§ SHORT PROBLEM
Convert every line of the records below into a JSON list of strings, one string per line, omitting blank lines. Leave the pictures out of the list.

§ PROVIDED MATERIAL

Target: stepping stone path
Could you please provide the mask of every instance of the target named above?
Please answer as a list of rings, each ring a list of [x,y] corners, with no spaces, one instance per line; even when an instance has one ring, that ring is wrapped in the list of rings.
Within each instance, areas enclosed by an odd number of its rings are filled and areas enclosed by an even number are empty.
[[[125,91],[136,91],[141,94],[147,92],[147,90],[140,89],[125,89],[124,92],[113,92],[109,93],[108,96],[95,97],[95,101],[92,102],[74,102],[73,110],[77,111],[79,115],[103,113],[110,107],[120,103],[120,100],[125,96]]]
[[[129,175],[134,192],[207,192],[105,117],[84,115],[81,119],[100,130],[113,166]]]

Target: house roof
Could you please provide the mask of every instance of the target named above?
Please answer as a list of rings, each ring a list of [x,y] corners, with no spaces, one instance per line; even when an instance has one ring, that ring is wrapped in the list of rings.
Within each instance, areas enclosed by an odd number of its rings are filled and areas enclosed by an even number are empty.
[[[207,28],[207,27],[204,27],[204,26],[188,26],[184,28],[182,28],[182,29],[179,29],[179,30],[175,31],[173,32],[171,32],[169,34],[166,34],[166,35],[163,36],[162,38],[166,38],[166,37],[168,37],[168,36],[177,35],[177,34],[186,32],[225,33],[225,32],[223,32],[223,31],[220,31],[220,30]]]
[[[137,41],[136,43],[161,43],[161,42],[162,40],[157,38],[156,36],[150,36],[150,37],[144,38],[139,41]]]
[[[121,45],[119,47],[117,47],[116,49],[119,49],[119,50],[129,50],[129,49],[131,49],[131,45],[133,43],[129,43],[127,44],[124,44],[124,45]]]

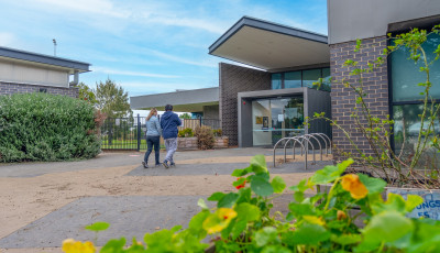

§ RESULT BELOW
[
  "Target: stepping stone path",
  "Could you please provide the mask of every instance of the target named above?",
  "Please answer as a list of rings, each ring a list of [x,y] corners, with no spaces, one instance per line; even when an instance has one ring, that ring is wrapped in the list of rings.",
  "Within each instance, areas enclosed by an odd number of its rings are filled and areas enclosed by an even number are empty.",
  "[[[125,91],[136,91],[141,94],[147,92],[147,90],[140,89],[125,89],[124,92],[113,92],[109,93],[108,96],[95,97],[95,101],[92,102],[74,102],[73,110],[77,111],[79,115],[103,113],[110,107],[120,103],[120,100],[125,96]]]",
  "[[[129,175],[134,192],[207,192],[105,117],[84,115],[81,119],[100,130],[113,166]]]",
  "Target: house roof",
  "Could you please provide the mask of every instance of the target named above?",
  "Please answer as a list of rings, each ring a list of [x,y] corners, with no spaces, one instance per line; even when an instance has one ring, that ring is wrapped in the list of rings.",
  "Within each instance, areas enclosed by an odd number of its rings are filled and areas enclosed by an even number are empty.",
  "[[[207,28],[207,27],[204,27],[204,26],[188,26],[184,28],[182,28],[182,29],[179,29],[179,30],[175,31],[173,32],[171,32],[169,34],[166,34],[166,35],[163,36],[162,38],[166,38],[166,37],[168,37],[168,36],[177,35],[177,34],[186,32],[225,33],[225,32],[223,32],[223,31],[220,31],[220,30]]]",
  "[[[137,41],[136,43],[161,43],[161,42],[162,40],[157,38],[156,36],[150,36],[150,37],[144,38],[139,41]]]",
  "[[[121,45],[119,47],[117,47],[116,49],[119,49],[119,50],[129,50],[129,49],[131,49],[131,45],[133,43],[129,43],[127,44],[124,44],[124,45]]]"
]